Extrait:
————

Faut-il ou non donner plus de prérogatives au président de la République? La question agite le débat depuis quelques semaines entre les députés des différents blocs parlementaires. Certains,qualifiant une telle requête de scandaleuse, se heurtent à ceux qui y voient une planche de salut face à la crise actuelle. La gestion gouvernementale étant fortement critiquée, on estime que certains dossiers, dont la sécurité, devraient être de nouveau l'apanage d'une présidence de la République.



"Habib Essid est un chef du gouvernement à la hauteur de ses responsabilités" a estimé Béji Caïd Essebsi. A la lumière de la crise que le pays vit actuellement, plusieurs critiques sont adressées au gouvernement de Habib Essid. On l'accuse de ne pas avoir une feuille de route claire pour diriger le pays et de manquer de la "poigne" nécessaire pour prendre les décisions qui s'imposent. Des critiques accentuées par les présumées tensions existant entre le gouvernement et la présidence de la République.

————

Exercices:
1. D'après l'extrait, quel dossier est cité en exemple parmi ceux qui devraient de nouveau relever de la présidence de la République ?
2. Relevez dans l'extrait le passage qui va de « Faut-il ou non » jusqu'à « d'une présidence de la République. » inclus.

Données fournies:
————

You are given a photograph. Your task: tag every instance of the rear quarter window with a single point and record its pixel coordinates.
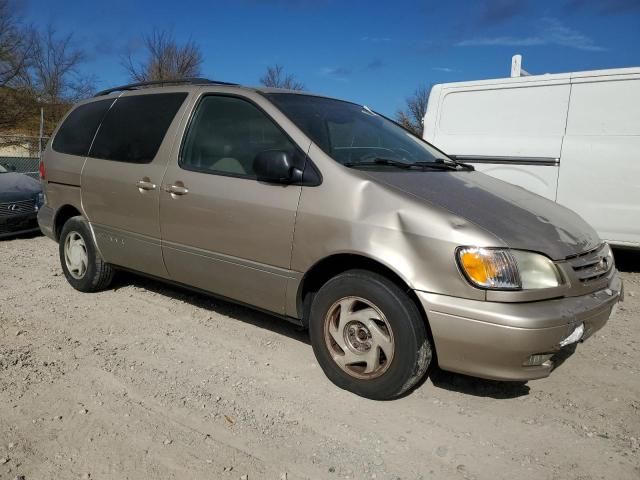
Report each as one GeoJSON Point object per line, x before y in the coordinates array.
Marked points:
{"type": "Point", "coordinates": [77, 131]}
{"type": "Point", "coordinates": [135, 126]}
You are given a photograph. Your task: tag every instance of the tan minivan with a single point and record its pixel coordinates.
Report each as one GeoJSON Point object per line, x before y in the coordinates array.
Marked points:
{"type": "Point", "coordinates": [329, 215]}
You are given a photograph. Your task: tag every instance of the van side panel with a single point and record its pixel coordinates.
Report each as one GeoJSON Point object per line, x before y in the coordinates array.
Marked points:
{"type": "Point", "coordinates": [512, 131]}
{"type": "Point", "coordinates": [600, 156]}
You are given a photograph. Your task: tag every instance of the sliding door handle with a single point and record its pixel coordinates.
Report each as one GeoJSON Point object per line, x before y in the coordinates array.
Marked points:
{"type": "Point", "coordinates": [176, 189]}
{"type": "Point", "coordinates": [145, 185]}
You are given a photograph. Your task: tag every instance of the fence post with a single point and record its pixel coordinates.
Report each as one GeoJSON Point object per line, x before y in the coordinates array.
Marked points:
{"type": "Point", "coordinates": [41, 133]}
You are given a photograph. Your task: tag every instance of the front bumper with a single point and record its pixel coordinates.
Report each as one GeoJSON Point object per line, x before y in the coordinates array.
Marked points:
{"type": "Point", "coordinates": [45, 220]}
{"type": "Point", "coordinates": [493, 340]}
{"type": "Point", "coordinates": [17, 224]}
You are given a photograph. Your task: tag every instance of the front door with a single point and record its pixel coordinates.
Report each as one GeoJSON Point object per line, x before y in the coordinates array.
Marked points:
{"type": "Point", "coordinates": [122, 175]}
{"type": "Point", "coordinates": [222, 230]}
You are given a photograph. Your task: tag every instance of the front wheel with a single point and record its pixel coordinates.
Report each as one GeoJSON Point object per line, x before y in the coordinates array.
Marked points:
{"type": "Point", "coordinates": [368, 335]}
{"type": "Point", "coordinates": [81, 263]}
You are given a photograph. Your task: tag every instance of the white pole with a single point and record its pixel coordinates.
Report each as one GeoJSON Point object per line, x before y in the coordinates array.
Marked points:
{"type": "Point", "coordinates": [41, 132]}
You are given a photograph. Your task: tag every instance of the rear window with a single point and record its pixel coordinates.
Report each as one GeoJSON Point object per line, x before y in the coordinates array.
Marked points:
{"type": "Point", "coordinates": [76, 133]}
{"type": "Point", "coordinates": [135, 126]}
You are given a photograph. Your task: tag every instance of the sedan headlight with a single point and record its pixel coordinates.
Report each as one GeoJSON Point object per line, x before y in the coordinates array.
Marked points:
{"type": "Point", "coordinates": [505, 269]}
{"type": "Point", "coordinates": [39, 201]}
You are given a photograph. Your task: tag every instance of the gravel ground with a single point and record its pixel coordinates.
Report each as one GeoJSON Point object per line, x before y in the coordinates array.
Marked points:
{"type": "Point", "coordinates": [149, 381]}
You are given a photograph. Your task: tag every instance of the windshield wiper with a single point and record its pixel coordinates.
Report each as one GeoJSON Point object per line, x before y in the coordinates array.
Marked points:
{"type": "Point", "coordinates": [378, 161]}
{"type": "Point", "coordinates": [437, 164]}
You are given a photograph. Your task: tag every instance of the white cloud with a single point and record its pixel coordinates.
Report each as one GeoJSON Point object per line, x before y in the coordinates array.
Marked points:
{"type": "Point", "coordinates": [552, 32]}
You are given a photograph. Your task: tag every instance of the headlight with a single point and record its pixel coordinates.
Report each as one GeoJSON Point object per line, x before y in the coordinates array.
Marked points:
{"type": "Point", "coordinates": [505, 269]}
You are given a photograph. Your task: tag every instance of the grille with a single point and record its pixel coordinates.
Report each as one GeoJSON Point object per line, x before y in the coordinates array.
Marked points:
{"type": "Point", "coordinates": [593, 264]}
{"type": "Point", "coordinates": [10, 225]}
{"type": "Point", "coordinates": [10, 209]}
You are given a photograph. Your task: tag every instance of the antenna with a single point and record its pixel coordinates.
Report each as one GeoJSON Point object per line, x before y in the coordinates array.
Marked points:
{"type": "Point", "coordinates": [516, 67]}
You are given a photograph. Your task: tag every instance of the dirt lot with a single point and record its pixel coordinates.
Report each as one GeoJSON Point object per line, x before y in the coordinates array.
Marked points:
{"type": "Point", "coordinates": [149, 381]}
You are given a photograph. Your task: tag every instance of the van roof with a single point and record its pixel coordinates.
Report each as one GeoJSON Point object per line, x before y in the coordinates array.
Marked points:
{"type": "Point", "coordinates": [193, 82]}
{"type": "Point", "coordinates": [549, 76]}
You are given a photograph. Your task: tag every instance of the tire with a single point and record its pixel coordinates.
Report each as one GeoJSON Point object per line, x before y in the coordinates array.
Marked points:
{"type": "Point", "coordinates": [361, 315]}
{"type": "Point", "coordinates": [81, 263]}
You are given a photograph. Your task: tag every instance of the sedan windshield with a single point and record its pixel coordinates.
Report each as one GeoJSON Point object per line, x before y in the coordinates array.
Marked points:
{"type": "Point", "coordinates": [358, 137]}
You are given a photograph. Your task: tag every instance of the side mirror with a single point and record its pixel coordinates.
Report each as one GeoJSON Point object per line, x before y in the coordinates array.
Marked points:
{"type": "Point", "coordinates": [277, 166]}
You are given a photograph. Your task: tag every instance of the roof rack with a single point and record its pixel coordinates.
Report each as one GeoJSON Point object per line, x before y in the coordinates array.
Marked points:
{"type": "Point", "coordinates": [180, 81]}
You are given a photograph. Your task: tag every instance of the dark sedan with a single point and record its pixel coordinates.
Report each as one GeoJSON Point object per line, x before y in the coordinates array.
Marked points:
{"type": "Point", "coordinates": [20, 199]}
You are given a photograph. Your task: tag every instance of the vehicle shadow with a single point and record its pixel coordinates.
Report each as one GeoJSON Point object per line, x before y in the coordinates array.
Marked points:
{"type": "Point", "coordinates": [22, 236]}
{"type": "Point", "coordinates": [213, 304]}
{"type": "Point", "coordinates": [478, 387]}
{"type": "Point", "coordinates": [449, 381]}
{"type": "Point", "coordinates": [627, 260]}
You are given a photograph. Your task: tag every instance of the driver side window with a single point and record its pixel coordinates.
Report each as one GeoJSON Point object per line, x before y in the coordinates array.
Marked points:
{"type": "Point", "coordinates": [225, 136]}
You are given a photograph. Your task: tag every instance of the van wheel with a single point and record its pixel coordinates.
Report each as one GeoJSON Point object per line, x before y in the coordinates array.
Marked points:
{"type": "Point", "coordinates": [368, 335]}
{"type": "Point", "coordinates": [82, 265]}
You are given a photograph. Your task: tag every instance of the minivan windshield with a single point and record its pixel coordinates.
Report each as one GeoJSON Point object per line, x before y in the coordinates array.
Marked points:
{"type": "Point", "coordinates": [358, 137]}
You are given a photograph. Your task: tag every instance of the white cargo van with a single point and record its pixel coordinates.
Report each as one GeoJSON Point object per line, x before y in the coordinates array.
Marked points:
{"type": "Point", "coordinates": [573, 138]}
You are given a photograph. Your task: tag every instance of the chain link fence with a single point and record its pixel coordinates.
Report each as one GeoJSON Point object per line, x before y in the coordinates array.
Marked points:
{"type": "Point", "coordinates": [20, 153]}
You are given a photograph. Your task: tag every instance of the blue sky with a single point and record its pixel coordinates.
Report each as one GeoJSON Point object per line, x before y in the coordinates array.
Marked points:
{"type": "Point", "coordinates": [371, 52]}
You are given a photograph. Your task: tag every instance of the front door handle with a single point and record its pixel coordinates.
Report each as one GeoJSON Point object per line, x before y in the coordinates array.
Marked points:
{"type": "Point", "coordinates": [176, 189]}
{"type": "Point", "coordinates": [145, 185]}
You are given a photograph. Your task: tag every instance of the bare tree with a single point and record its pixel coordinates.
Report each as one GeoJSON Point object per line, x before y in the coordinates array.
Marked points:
{"type": "Point", "coordinates": [55, 70]}
{"type": "Point", "coordinates": [165, 59]}
{"type": "Point", "coordinates": [412, 115]}
{"type": "Point", "coordinates": [17, 105]}
{"type": "Point", "coordinates": [16, 44]}
{"type": "Point", "coordinates": [275, 77]}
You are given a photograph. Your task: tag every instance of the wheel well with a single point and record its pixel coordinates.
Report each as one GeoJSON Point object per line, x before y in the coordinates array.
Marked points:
{"type": "Point", "coordinates": [329, 267]}
{"type": "Point", "coordinates": [64, 214]}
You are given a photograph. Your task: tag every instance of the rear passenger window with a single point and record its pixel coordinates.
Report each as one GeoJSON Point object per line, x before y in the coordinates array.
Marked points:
{"type": "Point", "coordinates": [135, 126]}
{"type": "Point", "coordinates": [226, 134]}
{"type": "Point", "coordinates": [76, 133]}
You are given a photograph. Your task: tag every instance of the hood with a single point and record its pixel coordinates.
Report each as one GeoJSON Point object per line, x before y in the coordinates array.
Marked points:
{"type": "Point", "coordinates": [520, 218]}
{"type": "Point", "coordinates": [15, 187]}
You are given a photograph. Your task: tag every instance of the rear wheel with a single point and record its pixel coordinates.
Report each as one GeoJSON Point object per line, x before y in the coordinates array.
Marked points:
{"type": "Point", "coordinates": [368, 335]}
{"type": "Point", "coordinates": [81, 263]}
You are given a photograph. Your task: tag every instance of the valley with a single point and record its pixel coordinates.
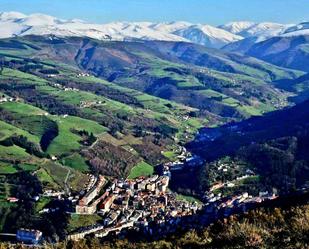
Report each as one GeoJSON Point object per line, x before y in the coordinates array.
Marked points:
{"type": "Point", "coordinates": [143, 113]}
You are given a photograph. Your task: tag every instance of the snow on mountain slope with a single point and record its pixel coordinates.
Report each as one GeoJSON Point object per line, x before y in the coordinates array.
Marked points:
{"type": "Point", "coordinates": [262, 30]}
{"type": "Point", "coordinates": [237, 27]}
{"type": "Point", "coordinates": [14, 23]}
{"type": "Point", "coordinates": [296, 30]}
{"type": "Point", "coordinates": [207, 35]}
{"type": "Point", "coordinates": [18, 24]}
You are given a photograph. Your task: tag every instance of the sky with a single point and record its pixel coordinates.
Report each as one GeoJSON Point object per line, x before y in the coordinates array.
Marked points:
{"type": "Point", "coordinates": [212, 12]}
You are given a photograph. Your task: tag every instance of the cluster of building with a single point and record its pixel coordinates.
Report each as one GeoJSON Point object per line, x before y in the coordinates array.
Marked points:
{"type": "Point", "coordinates": [8, 99]}
{"type": "Point", "coordinates": [181, 164]}
{"type": "Point", "coordinates": [59, 86]}
{"type": "Point", "coordinates": [83, 75]}
{"type": "Point", "coordinates": [132, 204]}
{"type": "Point", "coordinates": [87, 104]}
{"type": "Point", "coordinates": [29, 236]}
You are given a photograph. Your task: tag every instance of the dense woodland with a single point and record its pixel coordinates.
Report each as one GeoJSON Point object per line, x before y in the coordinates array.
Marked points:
{"type": "Point", "coordinates": [272, 227]}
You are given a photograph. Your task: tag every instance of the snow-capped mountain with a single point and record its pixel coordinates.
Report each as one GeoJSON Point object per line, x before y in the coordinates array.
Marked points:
{"type": "Point", "coordinates": [208, 35]}
{"type": "Point", "coordinates": [261, 31]}
{"type": "Point", "coordinates": [17, 24]}
{"type": "Point", "coordinates": [296, 30]}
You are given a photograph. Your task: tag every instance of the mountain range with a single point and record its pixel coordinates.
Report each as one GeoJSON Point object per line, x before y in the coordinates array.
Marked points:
{"type": "Point", "coordinates": [18, 24]}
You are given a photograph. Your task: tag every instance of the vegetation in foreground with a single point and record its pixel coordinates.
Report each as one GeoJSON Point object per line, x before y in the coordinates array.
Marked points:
{"type": "Point", "coordinates": [261, 228]}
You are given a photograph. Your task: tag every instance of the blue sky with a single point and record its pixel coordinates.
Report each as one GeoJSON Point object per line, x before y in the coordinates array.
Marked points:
{"type": "Point", "coordinates": [199, 11]}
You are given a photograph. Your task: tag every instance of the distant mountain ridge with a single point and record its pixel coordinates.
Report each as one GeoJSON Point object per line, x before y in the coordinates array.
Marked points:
{"type": "Point", "coordinates": [17, 24]}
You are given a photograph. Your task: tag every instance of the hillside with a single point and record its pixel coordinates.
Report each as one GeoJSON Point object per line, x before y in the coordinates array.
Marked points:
{"type": "Point", "coordinates": [227, 85]}
{"type": "Point", "coordinates": [72, 108]}
{"type": "Point", "coordinates": [289, 51]}
{"type": "Point", "coordinates": [272, 146]}
{"type": "Point", "coordinates": [283, 224]}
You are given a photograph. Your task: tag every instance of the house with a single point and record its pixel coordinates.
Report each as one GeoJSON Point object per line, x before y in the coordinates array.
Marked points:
{"type": "Point", "coordinates": [107, 203]}
{"type": "Point", "coordinates": [29, 236]}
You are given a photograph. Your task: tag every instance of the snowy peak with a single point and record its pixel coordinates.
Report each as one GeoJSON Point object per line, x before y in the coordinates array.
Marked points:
{"type": "Point", "coordinates": [260, 30]}
{"type": "Point", "coordinates": [237, 27]}
{"type": "Point", "coordinates": [296, 30]}
{"type": "Point", "coordinates": [14, 23]}
{"type": "Point", "coordinates": [6, 16]}
{"type": "Point", "coordinates": [18, 24]}
{"type": "Point", "coordinates": [207, 35]}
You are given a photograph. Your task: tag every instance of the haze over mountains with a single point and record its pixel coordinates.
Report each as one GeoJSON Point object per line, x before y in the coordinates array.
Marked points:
{"type": "Point", "coordinates": [18, 24]}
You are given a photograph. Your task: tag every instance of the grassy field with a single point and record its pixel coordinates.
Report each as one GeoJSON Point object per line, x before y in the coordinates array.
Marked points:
{"type": "Point", "coordinates": [76, 161]}
{"type": "Point", "coordinates": [141, 169]}
{"type": "Point", "coordinates": [13, 152]}
{"type": "Point", "coordinates": [7, 130]}
{"type": "Point", "coordinates": [76, 221]}
{"type": "Point", "coordinates": [6, 168]}
{"type": "Point", "coordinates": [67, 141]}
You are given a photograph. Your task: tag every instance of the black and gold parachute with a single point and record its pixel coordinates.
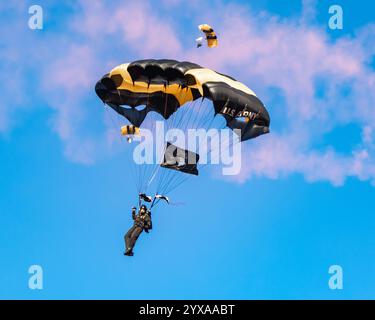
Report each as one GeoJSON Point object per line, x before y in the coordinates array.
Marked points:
{"type": "Point", "coordinates": [163, 86]}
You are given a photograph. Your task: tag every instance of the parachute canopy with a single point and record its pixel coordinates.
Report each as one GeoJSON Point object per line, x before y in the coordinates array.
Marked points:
{"type": "Point", "coordinates": [130, 130]}
{"type": "Point", "coordinates": [179, 159]}
{"type": "Point", "coordinates": [210, 35]}
{"type": "Point", "coordinates": [163, 86]}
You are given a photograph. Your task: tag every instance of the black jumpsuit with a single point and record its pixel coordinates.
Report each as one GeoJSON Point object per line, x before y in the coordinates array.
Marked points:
{"type": "Point", "coordinates": [141, 222]}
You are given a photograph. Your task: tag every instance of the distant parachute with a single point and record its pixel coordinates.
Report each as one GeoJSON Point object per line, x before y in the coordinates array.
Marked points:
{"type": "Point", "coordinates": [144, 90]}
{"type": "Point", "coordinates": [210, 36]}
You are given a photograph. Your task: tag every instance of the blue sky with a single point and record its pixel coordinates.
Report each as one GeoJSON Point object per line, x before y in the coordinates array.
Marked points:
{"type": "Point", "coordinates": [303, 202]}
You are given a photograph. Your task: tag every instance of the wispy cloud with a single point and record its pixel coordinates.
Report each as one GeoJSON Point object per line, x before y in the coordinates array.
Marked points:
{"type": "Point", "coordinates": [291, 56]}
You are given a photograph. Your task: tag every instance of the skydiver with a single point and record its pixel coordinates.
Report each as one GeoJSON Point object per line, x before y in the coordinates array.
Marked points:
{"type": "Point", "coordinates": [142, 221]}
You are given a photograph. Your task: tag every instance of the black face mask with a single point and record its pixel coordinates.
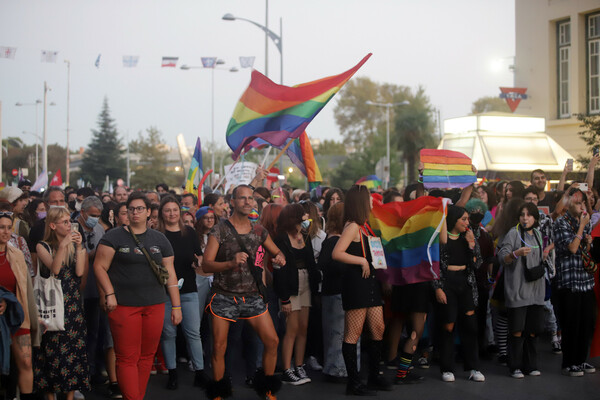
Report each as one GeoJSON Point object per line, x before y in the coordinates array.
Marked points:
{"type": "Point", "coordinates": [476, 218]}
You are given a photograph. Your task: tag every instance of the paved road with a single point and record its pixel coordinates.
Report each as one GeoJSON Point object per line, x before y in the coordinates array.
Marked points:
{"type": "Point", "coordinates": [498, 385]}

————

Réponses dans l'ordre:
1. La sécurité.

2.
Faut-il ou non donner plus de prérogatives au président de la République? La question agite le débat depuis quelques semaines entre les députés des différents blocs parlementaires. Certains,qualifiant une telle requête de scandaleuse, se heurtent à ceux qui y voient une planche de salut face à la crise actuelle. La gestion gouvernementale étant fortement critiquée, on estime que certains dossiers, dont la sécurité, devraient être de nouveau l'apanage d'une présidence de la République.